***** 本文

迷路を方策勾配法で解く

October 20, 2019

前回はランダムに行動する方策を実装しましたが、今回は方策勾配法に従ってエージェントを動かしてみます。

まず使用するパッケージをインポートします。

# 使用するパッケージの宣言
import numpy as np
import matplotlib.pyplot as plt
%matplotlib inline

次に迷路の初期状態を描画します。

# 初期位置での迷路の様子
# 図を描く大きさと、図の変数名を宣言
fig = plt.figure(figsize=(5, 5))
ax = plt.gca()

# 赤い壁を描く
plt.plot([1, 1], [0, 1], color='red', linewidth=2)
plt.plot([1, 2], [2, 2], color='red', linewidth=2)
plt.plot([2, 2], [2, 1], color='red', linewidth=2)
plt.plot([2, 3], [1, 1], color='red', linewidth=2)

# 状態を示す文字S0～S8を描く
plt.text(0.5, 2.5, 'S0', size=14, ha='center')
plt.text(1.5, 2.5, 'S1', size=14, ha='center')
plt.text(2.5, 2.5, 'S2', size=14, ha='center')
plt.text(0.5, 1.5, 'S3', size=14, ha='center')
plt.text(1.5, 1.5, 'S4', size=14, ha='center')
plt.text(2.5, 1.5, 'S5', size=14, ha='center')
plt.text(0.5, 0.5, 'S6', size=14, ha='center')
plt.text(1.5, 0.5, 'S7', size=14, ha='center')
plt.text(2.5, 0.5, 'S8', size=14, ha='center')
plt.text(0.5, 2.3, 'START', ha='center')
plt.text(2.5, 0.3, 'GOAL', ha='center')

# 描画範囲の設定と目盛りを消す設定
ax.set_xlim(0, 3)
ax.set_ylim(0, 3)
plt.tick_params(axis='both', which='both', bottom='off', top='off',
                labelbottom='off', right='off', left='off', labelleft='off')

# 現在地S0に緑丸を描画する
line, = ax.plot([0.5], [2.5], marker="o", color='g', markersize=60)

初期の方策を決定するパラメータtheta_0を設定します。

行は状態0～7を表し、列は上、右、下、左へ行動できるかどうかを表します。
状態8はゴールなので方策の定義は不要です。

# 初期の方策を決定するパラメータtheta_0を設定
# 行は状態0～7、列は移動方向で↑、→、↓、←を表す
theta_0 = np.array([[np.nan, 1, 1, np.nan],  # s0
                    [np.nan, 1, np.nan, 1],  # s1
                    [np.nan, np.nan, 1, 1],  # s2
                    [1, 1, 1, np.nan],  # s3
                    [np.nan, np.nan, 1, 1],  # s4
                    [1, np.nan, np.nan, np.nan],  # s5
                    [1, np.nan, np.nan, np.nan],  # s6
                    [1, 1, np.nan, np.nan],  # s7、※s8はゴールなので、方策はなし
                    ])

方策パラメータ(theta)をsoftmax関数で行動方策(pi)に変換する関数を定義します。

**********

課題一覧:
• a. 本文の「plt.plot([2, 2], [2, 1], color='red', linewidth=2)」から「1.5, 'S5', size=14, ha='center')」までの部分を、一字一句変えずに書き写しなさい。
• b. 迷路を方策勾配法で解く記事の本文について、最後の文の後に続く内容を書き足しなさい。
この資料は本文とは別の出典から取ったものです。

***** 保存データ

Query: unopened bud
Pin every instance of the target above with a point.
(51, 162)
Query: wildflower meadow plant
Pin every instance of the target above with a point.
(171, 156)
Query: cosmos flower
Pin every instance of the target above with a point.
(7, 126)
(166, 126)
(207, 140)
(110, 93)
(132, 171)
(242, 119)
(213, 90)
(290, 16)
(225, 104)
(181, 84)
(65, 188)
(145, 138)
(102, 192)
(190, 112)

**********
***** 保存データ

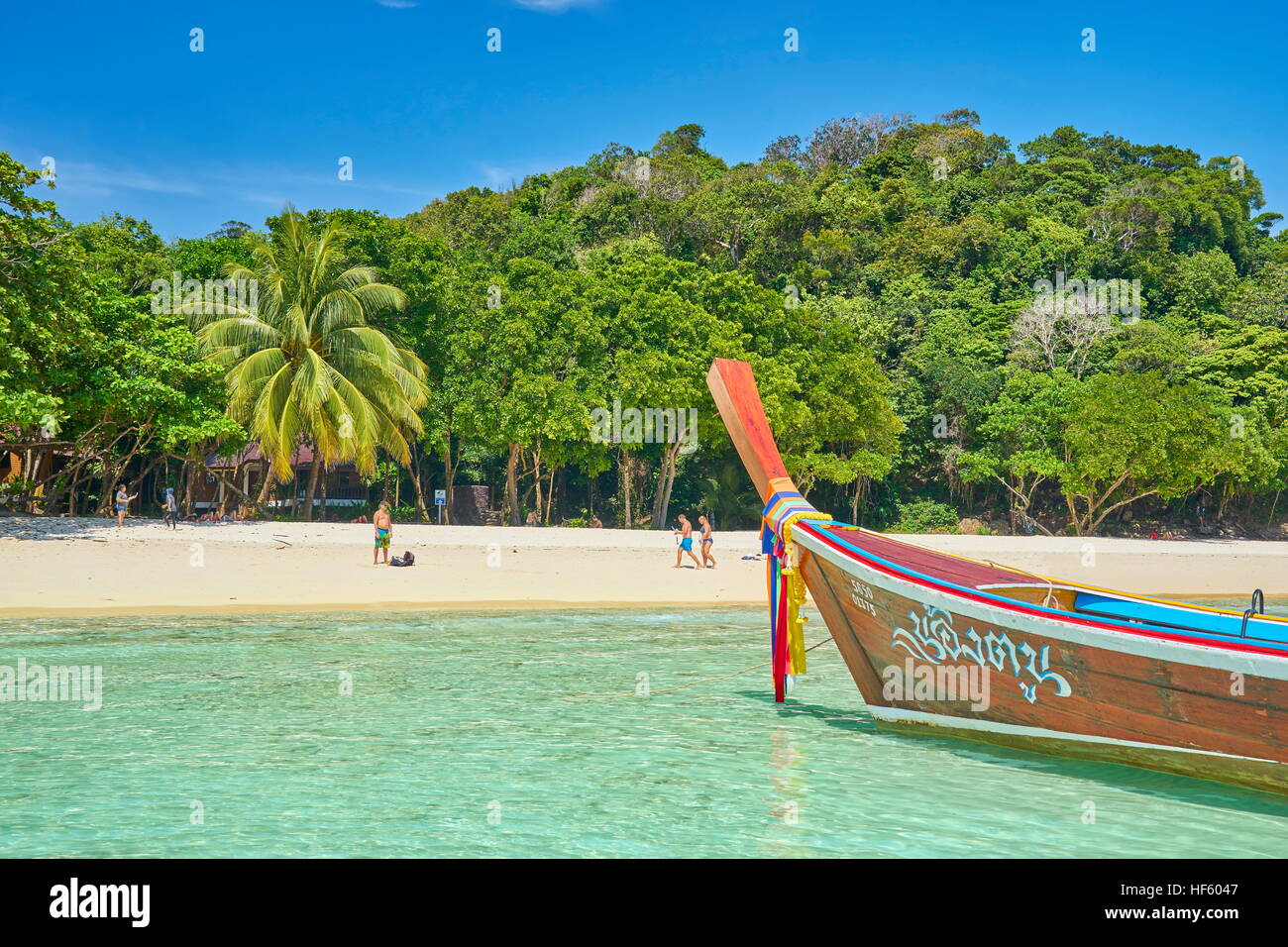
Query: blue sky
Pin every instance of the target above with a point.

**********

出力一覧:
• a.
plt.plot([2, 2], [2, 1], color='red', linewidth=2)
plt.plot([2, 3], [1, 1], color='red', linewidth=2)

# 状態を示す文字S0～S8を描く
plt.text(0.5, 2.5, 'S0', size=14, ha='center')
plt.text(1.5, 2.5, 'S1', size=14, ha='center')
plt.text(2.5, 2.5, 'S2', size=14, ha='center')
plt.text(0.5, 1.5, 'S3', size=14, ha='center')
plt.text(1.5, 1.5, 'S4', size=14, ha='center')
plt.text(2.5, 1.5, 'S5', size=14, ha='center')

• b.
betaは逆温度と呼ばれ、小さいほど行動がランダムになります。
さらに指数関数(np.exp)を使って割合を計算しています。

softmax関数を使用するとパラメータθが負の値になっても方策を算出できるというメリットがあります。

# 方策パラメータthetaを行動方策piにソフトマックス関数で変換する手法の定義
def softmax_convert_into_pi_from_theta(theta):
    '''ソフトマックス関数で割合を計算する'''
    beta = 1.0
    [m, n] = theta.shape  # thetaの行列サイズを取得
    pi = np.zeros((m, n))

    exp_theta = np.exp(beta * theta)  # thetaをexp(theta)へと変換

    for i in range(0, m):
        # pi[i, :] = theta[i, :] / np.nansum(theta[i, :])
        # simpleに割合の計算の場合
        pi[i, :] = exp_theta[i, :] / np.nansum(exp_theta[i, :])
        # softmaxで計算の場合

    pi = np.nan_to_num(pi)  # nanを0に変換

    return pi

上記で定義したsoftmax_convert_into_pi_from_theta関数を使ってθ0から方策を算出します。

1
2
3

# 初期の方策pi_0を求める
pi_0 = softmax_convert_into_pi_from_theta(theta_0)
print(pi_0)

学習前のため前回(ランダム行動)の方策と同じ結果になりますが問題ありません。

続いてsoftmax関数による方策に従ってエージェントを行動させる関数を実装します。
1ステップ移動後のエージェントの状態とその時の行動を返します。

# 行動aと1step移動後の状態sを求める関数を定義
def get_action_and_next_s(pi, s):
    direction = ["up", "right", "down", "left"]
    # pi[s,:]の確率に従って、directionが選択される
    next_direction = np.random.choice(direction, p=pi[s, :])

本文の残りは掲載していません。